Copy all the data exactly, except the pictures.

> Exercise inputs:
----

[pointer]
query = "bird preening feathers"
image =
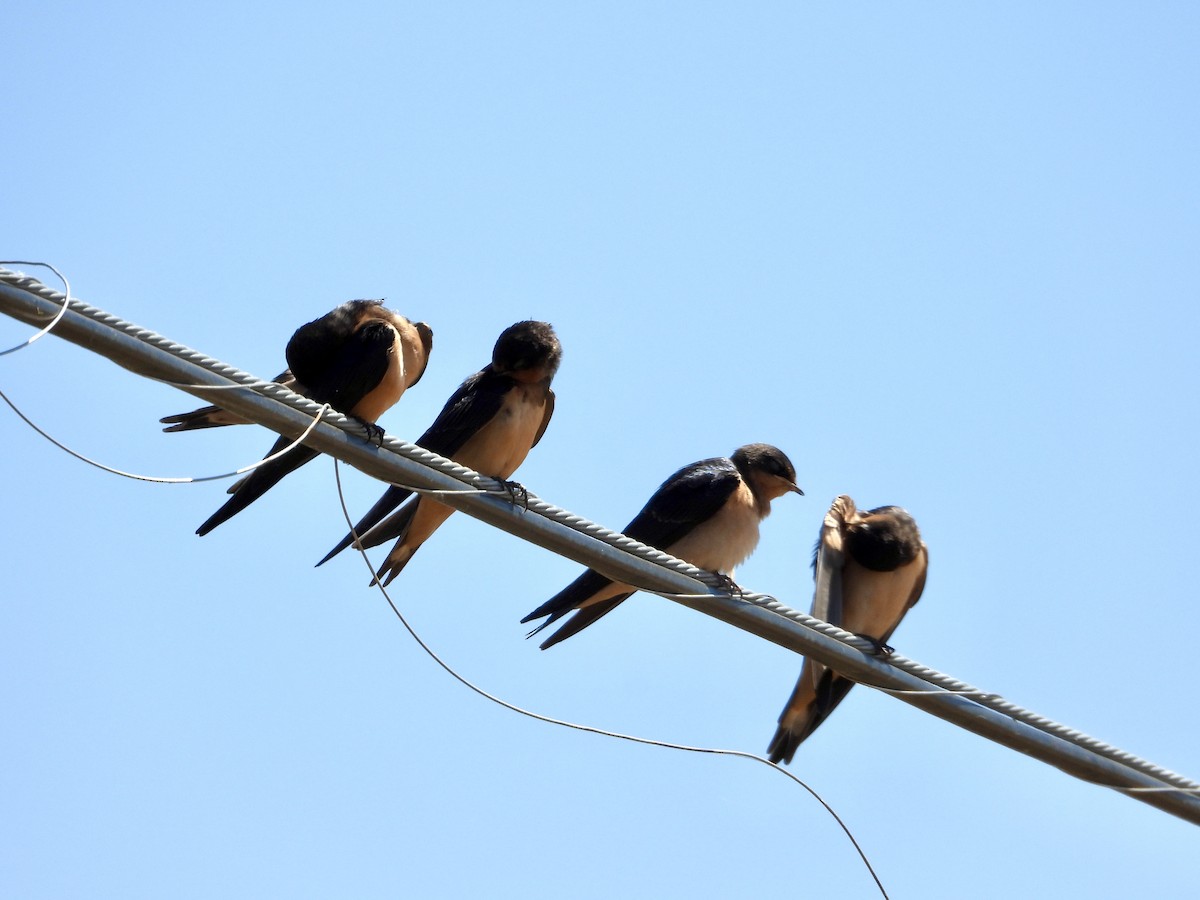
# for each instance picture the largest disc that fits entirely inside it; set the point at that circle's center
(869, 569)
(359, 358)
(489, 425)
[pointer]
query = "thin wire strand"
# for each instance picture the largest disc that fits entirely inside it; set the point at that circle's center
(58, 316)
(155, 479)
(591, 729)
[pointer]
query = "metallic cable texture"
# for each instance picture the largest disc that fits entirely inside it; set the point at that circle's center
(942, 684)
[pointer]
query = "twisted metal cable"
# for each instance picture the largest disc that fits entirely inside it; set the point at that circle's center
(942, 683)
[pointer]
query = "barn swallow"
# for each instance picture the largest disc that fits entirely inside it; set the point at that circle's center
(707, 514)
(360, 358)
(869, 570)
(489, 425)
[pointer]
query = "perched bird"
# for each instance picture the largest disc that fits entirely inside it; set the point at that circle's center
(360, 358)
(707, 514)
(489, 425)
(869, 570)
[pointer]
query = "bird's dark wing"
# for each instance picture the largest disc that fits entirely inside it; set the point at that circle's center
(259, 481)
(215, 417)
(545, 419)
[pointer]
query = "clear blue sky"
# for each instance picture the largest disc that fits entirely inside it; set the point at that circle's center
(942, 255)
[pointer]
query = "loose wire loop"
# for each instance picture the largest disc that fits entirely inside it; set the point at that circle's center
(58, 316)
(166, 480)
(591, 729)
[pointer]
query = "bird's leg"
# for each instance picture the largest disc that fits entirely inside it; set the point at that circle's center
(881, 648)
(726, 583)
(515, 490)
(375, 432)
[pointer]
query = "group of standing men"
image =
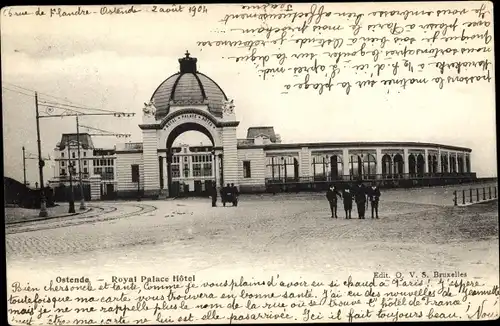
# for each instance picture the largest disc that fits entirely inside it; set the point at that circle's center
(360, 194)
(229, 193)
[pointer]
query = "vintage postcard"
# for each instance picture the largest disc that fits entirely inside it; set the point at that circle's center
(250, 163)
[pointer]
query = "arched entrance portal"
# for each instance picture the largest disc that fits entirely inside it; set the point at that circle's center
(191, 170)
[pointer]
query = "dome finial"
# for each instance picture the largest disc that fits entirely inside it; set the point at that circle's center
(188, 64)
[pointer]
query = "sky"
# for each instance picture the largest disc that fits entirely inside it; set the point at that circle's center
(116, 63)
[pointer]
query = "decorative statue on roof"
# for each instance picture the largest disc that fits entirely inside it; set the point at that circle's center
(149, 108)
(228, 107)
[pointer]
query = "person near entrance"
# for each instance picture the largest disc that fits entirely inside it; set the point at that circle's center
(347, 196)
(360, 197)
(226, 194)
(331, 196)
(235, 194)
(213, 193)
(374, 196)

----

> In response:
[pointer]
query = "bird preening feathers"
image =
# for each instance picture the largest disc that fits entirely inside it; set the point at that circle's center
(869, 569)
(359, 358)
(489, 425)
[pointer]
query = "thin wire strand"
# for each instance picture the largest disc that fits entirely inside it; set the point at that circle's center
(58, 316)
(155, 479)
(591, 729)
[pointer]
query = "metallic cable texture"
# for each instance picture the largest disc that fits entirely inside it; set the point at that circle's center
(942, 684)
[pointer]
query = "twisted metal cable"
# for each instance picture the largest disc that fits entirely inside it; set the point at that circle's center
(942, 683)
[pointer]
query = "barn swallow"
# for each instance picture the largest disc that fits entirely inside it; set the point at that circle's center
(707, 514)
(360, 358)
(869, 570)
(489, 425)
[pointer]
query = "perched bird"
# for each instance picture the largest disc that fits entirely inside it; set the point at that circle's center
(360, 358)
(707, 514)
(489, 425)
(869, 570)
[pointer]
query = "bird's dark wing"
# for each instance picture the largest disc that fits entirely inside it; set the point at that circle's center
(259, 481)
(215, 417)
(545, 419)
[pointer]
query = "clear blue sky"
# for each instance picture the largest disc that fits entirely inside it; set the point at that circle's center
(942, 255)
[pointer]
query = "loose wire loop"
# for each instance picture the largest disc that fits entirely inside it; set the point at that circle's center
(58, 316)
(166, 480)
(591, 729)
[pointer]
query = "bird's leg"
# for each instance picture the largest disc that fits entirely inside it; set the point at that circle's center
(881, 648)
(726, 583)
(515, 490)
(375, 432)
[pointer]
query = "group of standing men"
image =
# for each instance picture the largest disc that fits entirely inside it; set the point at that circle's center
(360, 194)
(229, 193)
[pointer]
query = "vintage postcard"
# for each instance picture the largest disc that fits entirely inside it; set the point at that circle's center
(250, 163)
[pointer]
query = "arched entrance portal"
# for each instance picture the largest disc that fits entirely inside it; set the point at that circle's center
(191, 170)
[pointer]
query = "dome finial"
# for each instance picture the largest disc that fits entirely inside it; set the point at that circle's center
(188, 64)
[pointer]
query = "sky"
# for each instance picture the largest disc that fits entirely inside it; set the point at that circle's center
(116, 63)
[pointer]
query = "decorative statue on roof"
# for each instance picture the largest disc that fits entirely inside it; set the point at that circle's center
(149, 108)
(228, 107)
[pointer]
query = "person near entrance"
# for each instance picture the largest disc that fits entirely inside it; set the point at that circle's center
(347, 196)
(360, 197)
(226, 194)
(331, 196)
(235, 194)
(213, 193)
(374, 196)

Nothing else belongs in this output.